INSTRUCCIÓN ESCRITA = Transcribe sin cambios el pasaje del relato sobre Anselmo: comienza donde aparece "Las mejores ropas" y detente después de "y de comer.".

PÁGINA =
──────
Y, ¿cómo arraigar a la gente en sus pueblos? ¿Cómo atar a los campesinos en los surcos, para cortarles las alas y evitar su migración a lugares lejanos y ajenos a su identidad? El campo en México vive la soledad acompañada de mujeres, ancianos y niños. Asidos a la esperanza de recuperar la serenidad perdida. Más olvidados cada día y distantes.

Esa es la historia de Anselmo que por tres o cuatro días, dejaba su parcela, un cafetal de pocos granos. Conseguía algunos pesos con vecinos y parientes, para viajar a la capital del país. Cargaba en su morral, de lana gris tejida a mano, una vapuleada carpeta de cartulina amarilla, envuelta a detalle y cuidado extremo, en una bolsa de plástico.

Las mejores ropas para el recorrido. Aquellas con menos remiendos, bien planchadas y aromatizadas por los residuos del detergente en polvo, que les quitó la tierra y el sudor. El sombrero de los domingos, de palma blanca, tramada en las tardes-noches, después del jornal, en el refrescante cobijo de la enramada frontal de la choza.

Muy de madrugada, con los primeros cantos de los gallos, Anselmo iniciaba el viaje.

Un día para llegar a la Ciudad de México y otro para retornar a la querencia. Dos más, perdidos en una sala de espera. Pero cuando lo que está en juego, es el único patrimonio generacional, el tiempo de viaje es lo que menos importa. Se puede ir hasta el fin del mundo, de ser necesario. Dejar de dormir y de comer.

No hay algo más valioso que la tierra, aunque su propiedad se cuente por surcos. Para tenerla hay que cuidarla, estar en ella, hablarle, preñarla con semillas de la mejor calidad seleccionadas por uno mismo. Verla parir, vivirla. Y esa, precisamente esa, fue la vida de Anselmo.

Los años aún no pesaban en él. Su origen Mam, daba fuerza suficiente para cargar por más de cuatro kilómetros, a lomo pelón, la cosecha de café en cereza, para sacarla al camino muy a tiempo, con la esperanza de ganarle lo más posible al precio.

Así se le veía, en el arranque del invierno, trotar por los caminos y senderos de La Patria, allá en la zona fronteriza de Chiapas con Guatemala, con sus bultos de ixtle, de los que sólo asomaban, visto por atrás, sus pantorrillas confundidas con la arcilla serrana. De frente, era una estampilla de musculatura tensa grabada en el costal.

Andaba a la vuelta y vuelta, ensimismado en el acarreo de su única riqueza: nueve sacos con cien kilos de café cada uno. Este es el producto de la tierra, en medida de tres hectáreas, que le peleaban los finqueros de la región, al igual que al resto del ejido.

En la capital su destino siempre fue la sala de espera en las oficinas de la Secretaría de la Reforma Agraria. De ahí nunca pasó. Ahí agonizó su esperanza de ser atendido. Los hijos se fueron. Todos jalaron para el Norte, sin dejar huella para seguirlos. Avergonzados por no reclamar su derecho a los derechos de apoyos para hacer producir la tierra.

Y en estos días, como en aquellos ayeres, las voces de quienes las tienen, dibujan la realidad con datos precisos.
──────
ENTRADAS DE DATOS =
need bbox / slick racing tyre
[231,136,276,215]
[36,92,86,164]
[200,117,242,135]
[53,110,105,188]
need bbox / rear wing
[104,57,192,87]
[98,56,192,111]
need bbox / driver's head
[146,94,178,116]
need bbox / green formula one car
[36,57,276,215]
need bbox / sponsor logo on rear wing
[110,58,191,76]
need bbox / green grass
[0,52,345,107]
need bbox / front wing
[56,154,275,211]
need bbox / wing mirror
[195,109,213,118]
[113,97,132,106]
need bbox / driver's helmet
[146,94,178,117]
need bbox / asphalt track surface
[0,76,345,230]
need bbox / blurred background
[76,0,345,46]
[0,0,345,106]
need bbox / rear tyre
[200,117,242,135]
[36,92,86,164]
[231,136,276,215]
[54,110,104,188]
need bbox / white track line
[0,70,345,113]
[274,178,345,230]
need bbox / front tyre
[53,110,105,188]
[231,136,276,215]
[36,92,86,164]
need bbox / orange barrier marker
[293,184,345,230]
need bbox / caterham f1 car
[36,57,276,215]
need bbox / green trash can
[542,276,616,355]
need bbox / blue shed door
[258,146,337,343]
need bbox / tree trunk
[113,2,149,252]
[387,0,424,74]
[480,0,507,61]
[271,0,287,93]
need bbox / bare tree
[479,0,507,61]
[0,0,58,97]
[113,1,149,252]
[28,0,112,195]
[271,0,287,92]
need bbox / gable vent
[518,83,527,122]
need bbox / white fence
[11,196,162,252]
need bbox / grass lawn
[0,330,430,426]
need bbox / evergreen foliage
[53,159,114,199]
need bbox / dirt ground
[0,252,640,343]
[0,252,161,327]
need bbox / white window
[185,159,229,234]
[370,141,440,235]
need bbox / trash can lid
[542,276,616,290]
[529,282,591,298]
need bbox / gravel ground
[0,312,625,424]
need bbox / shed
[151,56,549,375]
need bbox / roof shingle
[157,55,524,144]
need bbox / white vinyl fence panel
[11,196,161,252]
──────
RESPUESTA ESCRITA =
Las mejores ropas para el recorrido. Aquellas con menos remiendos, bien planchadas y aromatizadas por los residuos del detergente en polvo, que les quitó la tierra y el sudor. El sombrero de los domingos, de palma blanca, tramada en las tardes-noches, después del jornal, en el refrescante cobijo de la enramada frontal de la choza.

Muy de madrugada, con los primeros cantos de los gallos, Anselmo iniciaba el viaje.

Un día para llegar a la Ciudad de México y otro para retornar a la querencia. Dos más, perdidos en una sala de espera. Pero cuando lo que está en juego, es el único patrimonio generacional, el tiempo de viaje es lo que menos importa. Se puede ir hasta el fin del mundo, de ser necesario. Dejar de dormir y de comer.